Could you rewrite the listing from its start up to and including the line with "[1154,504,1188,595]", changing "stone pedestal" to "stone plinth" and keeping everything else the same?
>> START
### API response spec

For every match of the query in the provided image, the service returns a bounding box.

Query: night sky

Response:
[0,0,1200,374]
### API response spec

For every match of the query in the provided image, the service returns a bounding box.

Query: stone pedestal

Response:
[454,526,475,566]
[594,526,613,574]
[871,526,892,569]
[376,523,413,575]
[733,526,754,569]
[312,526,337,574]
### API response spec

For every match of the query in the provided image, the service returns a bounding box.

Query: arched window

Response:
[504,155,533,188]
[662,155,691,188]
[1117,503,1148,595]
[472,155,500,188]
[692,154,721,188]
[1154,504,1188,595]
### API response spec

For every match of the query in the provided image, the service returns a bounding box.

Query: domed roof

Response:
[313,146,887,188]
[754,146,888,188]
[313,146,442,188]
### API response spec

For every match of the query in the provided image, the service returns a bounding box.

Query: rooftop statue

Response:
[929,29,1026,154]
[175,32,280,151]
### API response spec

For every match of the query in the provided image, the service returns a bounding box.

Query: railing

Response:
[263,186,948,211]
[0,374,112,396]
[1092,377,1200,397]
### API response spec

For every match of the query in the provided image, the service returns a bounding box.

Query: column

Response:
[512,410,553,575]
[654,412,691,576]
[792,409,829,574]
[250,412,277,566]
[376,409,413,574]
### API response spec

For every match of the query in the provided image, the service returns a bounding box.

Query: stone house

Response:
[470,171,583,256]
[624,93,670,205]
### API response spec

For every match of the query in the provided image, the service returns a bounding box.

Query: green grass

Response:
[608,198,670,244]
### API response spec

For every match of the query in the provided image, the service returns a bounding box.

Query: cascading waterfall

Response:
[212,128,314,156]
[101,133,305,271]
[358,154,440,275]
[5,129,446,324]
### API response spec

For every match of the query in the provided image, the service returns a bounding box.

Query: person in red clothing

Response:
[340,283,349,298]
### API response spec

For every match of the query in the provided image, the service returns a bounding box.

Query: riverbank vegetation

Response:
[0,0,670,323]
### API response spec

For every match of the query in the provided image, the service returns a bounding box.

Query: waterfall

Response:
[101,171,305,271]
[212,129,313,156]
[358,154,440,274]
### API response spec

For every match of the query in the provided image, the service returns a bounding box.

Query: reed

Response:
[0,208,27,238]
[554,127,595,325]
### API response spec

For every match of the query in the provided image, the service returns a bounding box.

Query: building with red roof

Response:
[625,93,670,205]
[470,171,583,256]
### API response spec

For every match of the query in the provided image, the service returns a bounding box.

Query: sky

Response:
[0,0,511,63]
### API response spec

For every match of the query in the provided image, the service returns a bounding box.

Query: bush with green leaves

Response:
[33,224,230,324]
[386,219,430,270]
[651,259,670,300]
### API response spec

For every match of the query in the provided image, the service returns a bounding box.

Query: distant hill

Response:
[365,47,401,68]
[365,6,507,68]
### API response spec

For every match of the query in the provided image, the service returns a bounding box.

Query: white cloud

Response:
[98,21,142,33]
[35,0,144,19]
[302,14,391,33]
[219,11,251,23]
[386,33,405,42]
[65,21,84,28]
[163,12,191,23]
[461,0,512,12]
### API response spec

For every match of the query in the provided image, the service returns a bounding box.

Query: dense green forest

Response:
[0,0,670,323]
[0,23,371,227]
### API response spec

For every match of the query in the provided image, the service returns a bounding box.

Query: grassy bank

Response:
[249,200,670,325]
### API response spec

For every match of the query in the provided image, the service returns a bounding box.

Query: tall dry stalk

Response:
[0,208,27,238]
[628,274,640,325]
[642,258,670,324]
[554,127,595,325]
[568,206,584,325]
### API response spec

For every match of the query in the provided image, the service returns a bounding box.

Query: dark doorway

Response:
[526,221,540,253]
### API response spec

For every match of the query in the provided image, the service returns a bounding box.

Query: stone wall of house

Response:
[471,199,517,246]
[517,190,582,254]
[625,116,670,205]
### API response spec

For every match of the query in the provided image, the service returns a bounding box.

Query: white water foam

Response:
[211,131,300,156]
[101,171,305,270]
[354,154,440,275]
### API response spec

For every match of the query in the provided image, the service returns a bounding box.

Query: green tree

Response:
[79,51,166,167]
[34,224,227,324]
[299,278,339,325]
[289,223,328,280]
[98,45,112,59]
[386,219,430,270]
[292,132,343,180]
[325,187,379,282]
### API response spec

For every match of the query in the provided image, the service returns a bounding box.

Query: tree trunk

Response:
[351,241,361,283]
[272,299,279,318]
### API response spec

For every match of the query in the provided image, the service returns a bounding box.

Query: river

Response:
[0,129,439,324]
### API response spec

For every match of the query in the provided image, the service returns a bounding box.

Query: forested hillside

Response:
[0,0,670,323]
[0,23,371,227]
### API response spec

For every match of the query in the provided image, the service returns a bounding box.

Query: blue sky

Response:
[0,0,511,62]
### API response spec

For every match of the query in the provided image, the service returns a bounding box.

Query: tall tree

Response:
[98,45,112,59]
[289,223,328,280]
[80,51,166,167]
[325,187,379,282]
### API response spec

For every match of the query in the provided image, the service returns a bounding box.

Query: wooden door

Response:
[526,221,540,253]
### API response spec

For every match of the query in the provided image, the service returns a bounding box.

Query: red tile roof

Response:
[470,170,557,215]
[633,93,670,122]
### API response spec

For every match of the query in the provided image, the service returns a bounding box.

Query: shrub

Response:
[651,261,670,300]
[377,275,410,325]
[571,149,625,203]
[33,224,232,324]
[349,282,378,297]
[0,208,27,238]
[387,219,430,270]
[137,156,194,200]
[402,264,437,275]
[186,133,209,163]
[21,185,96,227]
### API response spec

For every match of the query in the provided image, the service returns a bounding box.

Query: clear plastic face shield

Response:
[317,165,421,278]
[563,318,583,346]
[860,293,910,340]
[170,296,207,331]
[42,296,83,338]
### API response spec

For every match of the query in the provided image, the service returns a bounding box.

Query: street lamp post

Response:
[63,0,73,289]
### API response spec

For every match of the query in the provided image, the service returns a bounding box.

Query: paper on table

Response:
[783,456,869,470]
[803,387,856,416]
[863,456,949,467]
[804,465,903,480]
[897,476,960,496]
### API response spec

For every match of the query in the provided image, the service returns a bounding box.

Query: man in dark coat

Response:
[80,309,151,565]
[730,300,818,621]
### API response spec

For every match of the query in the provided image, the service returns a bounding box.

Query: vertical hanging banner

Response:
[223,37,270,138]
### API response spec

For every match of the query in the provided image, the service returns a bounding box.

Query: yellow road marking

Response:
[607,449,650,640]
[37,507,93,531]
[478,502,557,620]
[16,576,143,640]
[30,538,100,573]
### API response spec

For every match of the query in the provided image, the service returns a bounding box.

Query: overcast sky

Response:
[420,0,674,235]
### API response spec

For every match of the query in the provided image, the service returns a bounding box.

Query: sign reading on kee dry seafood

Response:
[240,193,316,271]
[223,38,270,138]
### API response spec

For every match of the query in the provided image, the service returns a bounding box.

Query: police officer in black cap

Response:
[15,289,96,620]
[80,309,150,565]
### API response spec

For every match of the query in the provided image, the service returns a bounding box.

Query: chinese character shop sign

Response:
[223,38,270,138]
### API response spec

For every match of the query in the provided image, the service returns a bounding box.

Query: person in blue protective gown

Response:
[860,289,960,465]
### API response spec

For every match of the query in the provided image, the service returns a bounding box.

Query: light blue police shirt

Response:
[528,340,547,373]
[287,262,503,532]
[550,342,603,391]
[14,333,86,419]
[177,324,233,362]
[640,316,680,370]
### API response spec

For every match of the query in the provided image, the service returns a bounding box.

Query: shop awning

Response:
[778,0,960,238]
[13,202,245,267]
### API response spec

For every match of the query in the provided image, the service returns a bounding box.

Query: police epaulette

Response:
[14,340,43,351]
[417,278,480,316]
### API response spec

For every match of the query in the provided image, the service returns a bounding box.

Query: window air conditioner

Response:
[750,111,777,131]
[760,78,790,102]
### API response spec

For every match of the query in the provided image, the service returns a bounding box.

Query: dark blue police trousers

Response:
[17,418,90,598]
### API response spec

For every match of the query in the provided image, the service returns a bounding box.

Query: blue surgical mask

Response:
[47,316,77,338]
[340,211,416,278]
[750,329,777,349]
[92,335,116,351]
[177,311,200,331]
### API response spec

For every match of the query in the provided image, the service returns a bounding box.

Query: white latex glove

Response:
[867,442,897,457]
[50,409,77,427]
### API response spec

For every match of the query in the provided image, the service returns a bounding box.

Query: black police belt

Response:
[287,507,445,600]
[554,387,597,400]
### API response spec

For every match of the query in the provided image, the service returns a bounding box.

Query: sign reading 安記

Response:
>> END
(The response):
### API response spec

For every match of the query in the provided image, the service returns a bounding box.

Query: night sky

Response:
[0,0,1200,374]
### API response spec

For every match of the query in the provided image, the service returns a bounding box.

Query: stone plinth

Response:
[454,526,475,566]
[594,526,613,574]
[871,526,892,569]
[376,523,413,575]
[733,526,754,569]
[312,526,337,574]
### API response spec

For every match of the query in the provided image, the service returns a bounding box.

Query: arched window

Response:
[504,155,533,188]
[662,155,691,188]
[1117,503,1148,595]
[472,155,500,188]
[692,154,721,188]
[1154,504,1188,595]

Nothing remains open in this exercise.